Things moved quickly. Lenny’s attorney asked my opinion. I testified that Lenny’s actions leading to the complaint were entirely appropriate professional behavior. He thanked me and sat down. The Board’s attorney had another go. He presented me with one of Lenny’s plats and asked if it met the standard of care. I testified that it did not, but that fact was not relevant to the charge. He didn’t go on much after that. I could see that his heart was no longer in it.

Both sides summed up, rested and the judge immediately rendered the verdict that revocation was not warranted. Success! Lenny has won back his suspended license.

So, who is an expert? On that day, in that court — I was. The judge said so.

Respect for the rule of law is essential to professional practice. In Lenny’s case, the judge might have formed the opinion that the charge was a technicality, and the revocation was justified based solely on Lenny’s blatantly incompetent work products. The Board of registration had come to that conclusion. Should a judge contradict a professional board? But that’s not what happened.

Instead, the judge shared my opinion that the black letter of the law must be respected in every case. Sailing away from that safe harbor leads to the treacherous waters where the Rule of Law is replaced by the Rule of Man. Lenny prevailed because the judge and I held the same opinion. The judge may have wanted a surveyor’s opinion before ruling against a Board. That is unknowable.

In our judicial system there are only two opinions that matter — the judge’s and the expert’s. The judge’s opinion is dispositive. The expert’s opinion is informative and often plays an important role in shaping the judge’s opinion.

For the expert witness, the question is whether the judge agrees with the expert’s opinion or not. That has to do with the persuasiveness of the testimony and that in turn is based on the witness’ credibility.

As for Lenny, I heard from his attorney a few months later that he had returned to the board, court judgement in hand and for a reversal. They declined. They ignored the court and upheld the revocation. I asked the attorney if they could do that and he replied, “Apparently.” I think as a practical matter, Lenny had run out of options. So, it goes. That explained why the Board decided to proceed despite my deposition.

Now for the lessons learned.

_____

GIVEN REQUEST A ->
Summarize the account of Lenny's license hearing in two sentences.
GIVEN REQUEST B ->
According to the account of Lenny's license hearing, which two opinions are the only ones that matter in the judicial system?
GIVEN REQUEST C ->
Reproduce the part of the account of Lenny's license hearing that opens with the words containing "In our judicial" and closes with "the judge’s opinion.".

_____

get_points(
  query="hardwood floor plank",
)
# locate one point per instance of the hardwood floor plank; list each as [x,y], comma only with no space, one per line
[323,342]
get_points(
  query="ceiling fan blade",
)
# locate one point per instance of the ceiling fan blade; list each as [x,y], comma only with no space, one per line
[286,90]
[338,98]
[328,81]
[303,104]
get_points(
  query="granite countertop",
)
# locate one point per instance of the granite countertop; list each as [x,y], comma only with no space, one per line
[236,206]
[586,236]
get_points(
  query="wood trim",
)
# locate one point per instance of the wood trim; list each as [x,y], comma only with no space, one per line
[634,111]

_____

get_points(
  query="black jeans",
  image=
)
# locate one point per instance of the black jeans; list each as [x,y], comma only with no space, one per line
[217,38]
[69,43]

_____

REPLY A ->
The writer testified as an expert that Lenny's actions leading to the complaint were appropriate professional behavior, and the judge ruled that revocation of Lenny's license was not warranted. A few months later, the Board declined Lenny's request for a reversal, ignored the court and upheld the revocation.

REPLY B ->
The judge's and the expert's.

REPLY C ->
In our judicial system there are only two opinions that matter — the judge’s and the expert’s. The judge’s opinion is dispositive. The expert’s opinion is informative and often plays an important role in shaping the judge’s opinion.